• _SET PROBLEM_: Reproduce the rows below word for word, from the line with "Where in this photo can the wooden" through the final line of the rows.

• _DATA FOR PROCESSING_:
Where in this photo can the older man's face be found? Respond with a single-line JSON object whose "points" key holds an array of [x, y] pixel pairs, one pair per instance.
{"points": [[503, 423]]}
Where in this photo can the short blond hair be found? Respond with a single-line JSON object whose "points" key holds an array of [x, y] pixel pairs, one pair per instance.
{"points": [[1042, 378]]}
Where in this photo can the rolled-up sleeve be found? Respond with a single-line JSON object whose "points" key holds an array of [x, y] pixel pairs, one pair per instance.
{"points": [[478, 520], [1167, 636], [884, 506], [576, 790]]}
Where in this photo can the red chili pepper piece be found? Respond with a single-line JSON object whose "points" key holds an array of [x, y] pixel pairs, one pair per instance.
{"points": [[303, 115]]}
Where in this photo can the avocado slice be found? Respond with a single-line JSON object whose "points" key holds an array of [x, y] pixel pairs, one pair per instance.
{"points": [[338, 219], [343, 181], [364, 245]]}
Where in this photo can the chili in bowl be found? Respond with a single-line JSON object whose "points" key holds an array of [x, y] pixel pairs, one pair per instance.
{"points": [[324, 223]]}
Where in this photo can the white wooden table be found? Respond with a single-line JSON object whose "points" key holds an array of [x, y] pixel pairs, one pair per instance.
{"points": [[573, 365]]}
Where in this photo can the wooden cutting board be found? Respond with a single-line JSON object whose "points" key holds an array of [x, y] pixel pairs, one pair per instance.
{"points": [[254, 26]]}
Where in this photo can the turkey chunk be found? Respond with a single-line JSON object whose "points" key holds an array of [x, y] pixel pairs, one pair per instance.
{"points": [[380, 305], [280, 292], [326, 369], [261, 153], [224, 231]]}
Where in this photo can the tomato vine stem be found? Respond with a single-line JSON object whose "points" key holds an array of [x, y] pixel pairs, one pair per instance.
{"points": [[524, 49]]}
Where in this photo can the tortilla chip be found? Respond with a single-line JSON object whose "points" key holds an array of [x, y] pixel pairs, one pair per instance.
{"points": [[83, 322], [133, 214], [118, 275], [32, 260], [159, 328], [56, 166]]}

• _ANSWER IN FULL_:
Where in this photo can the wooden cutting board be found? Respond with a single-line JSON object whose "points" key holds an array of [x, y] pixel pairs, one pair per instance.
{"points": [[254, 26]]}
Where in this photo can the turkey chunk be found? Respond with a single-line JSON object whose "points" key holds an array of [x, y] pixel pairs, one pair per instance.
{"points": [[380, 305], [280, 292], [326, 369], [261, 153], [224, 231]]}
Where in this photo can the tomato vine stem be found? Respond with a single-line JSON object whose "points" key holds an array of [x, y] pixel pairs, one pair per instance.
{"points": [[524, 49]]}
Where in this photo can the tortilla chip be found? Respond with a single-line JSON object whose "points" key holds an array of [x, y] pixel pairs, one pair per instance.
{"points": [[83, 322], [133, 214], [118, 275], [32, 260], [159, 328], [56, 166]]}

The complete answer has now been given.